▶ [To do]:
Copy the passage of the commentary on Carter's war criteria from "To paraphrase Chirac, Carter" through "watch your back.", changing "Carter" to "the former president" everywhere in it.

Fourth, he says: "The attackers must have legitimate authority sanctioned by the society they profess to represent. The unanimous vote of approval in the Security Council to eliminate Iraq's weapons of mass destruction can still be honored, but our announced goals are now to achieve regime change and to establish a Pax Americana in the region, perhaps occupying the ethnically divided country for as long as a decade. For these objectives, we do not have international authority." This is just nonsense. The right to wage war rests with the state, not with any super-national organization. The US and Israel are the primary targets of Saddam and his accomplices. Iraq's target is not likely to be the Security Council, so it is a matter of complete indifference to China or Cameroon whether Saddam abides by the cease-fire agreement. They should not therefore be seen as constituting the proper authority.
Fifth, he says: "The peace it establishes must be a clear improvement over what exists. Although there are visions of peace and democracy in Iraq, it is quite possible that the aftermath of a military invasion will destabilize the region and prompt terrorists to further jeopardize our security at home." Carter seems to have invented this one, unless he means it as an elaboration of the proportionality test. In that case, the results, including the likely state of affairs after the war, is part of the evaluation of the damages of war in proportion to the seriousness of the cause. It is not a separate matter. We are not required to have perfect foresight of the results before acting. The mere existence of a possibility, without looking at its likelihood, should not serve to freeze us motionless. We already have terrorism going on -- if Carter has information that this is likely to worsen, he should share the evidence.
To paraphrase Chirac, Carter has missed a great opportunity to shut up. This piece is so preachy and poorly reasoned that it could only have appeared in the NY Times, or maybe the Boston Globe. Carter is an embarrassment to his country, but he could be the pride of the NYT's editorial staff. Maureen Dowd -- watch your back.

▶ [Given information]:
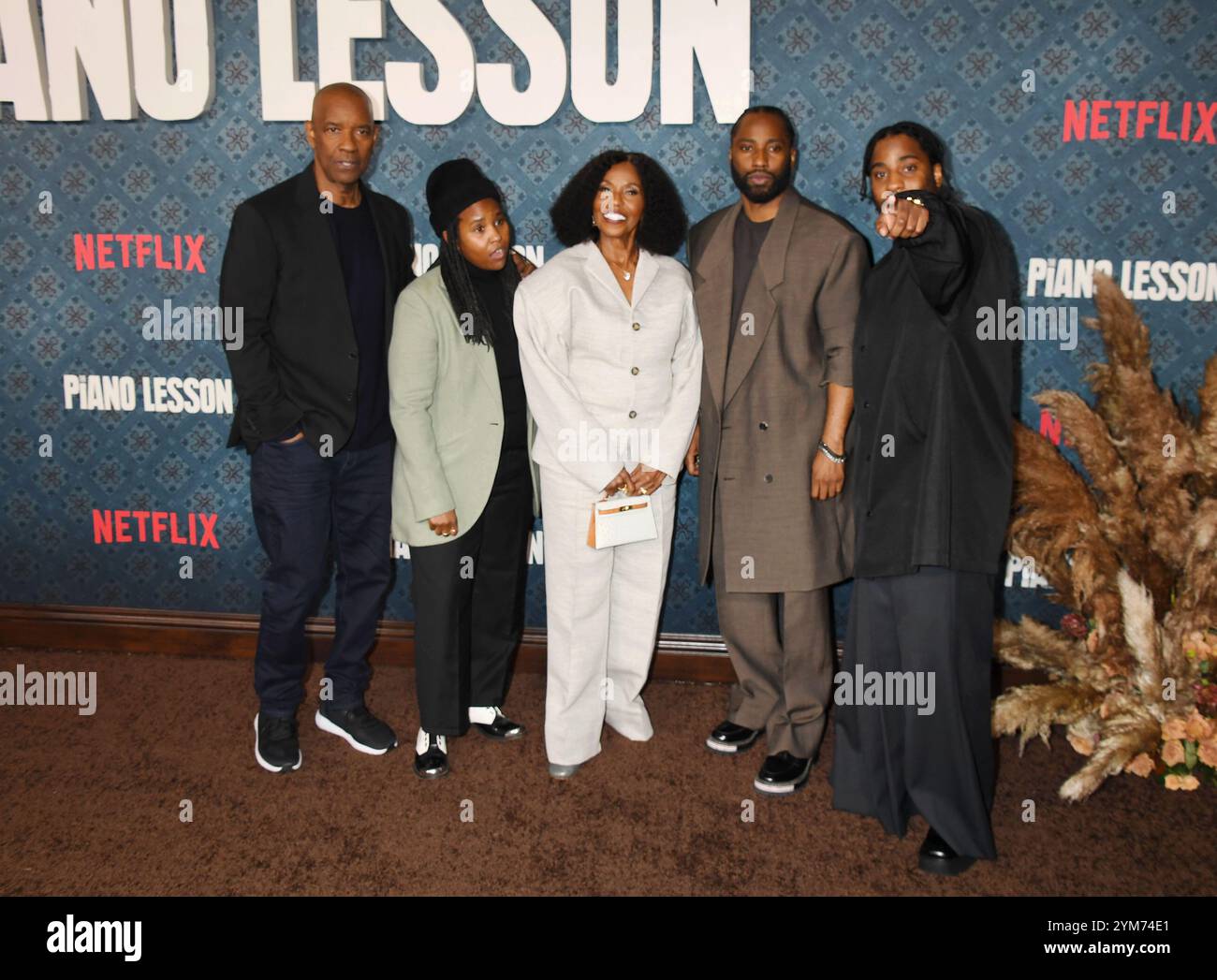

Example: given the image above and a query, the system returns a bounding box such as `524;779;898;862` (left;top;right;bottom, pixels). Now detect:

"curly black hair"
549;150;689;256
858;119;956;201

▶ [Output below]:
To paraphrase Chirac, the former president has missed a great opportunity to shut up. This piece is so preachy and poorly reasoned that it could only have appeared in the NY Times, or maybe the Boston Globe. the former president is an embarrassment to his country, but he could be the pride of the NYT's editorial staff. Maureen Dowd -- watch your back.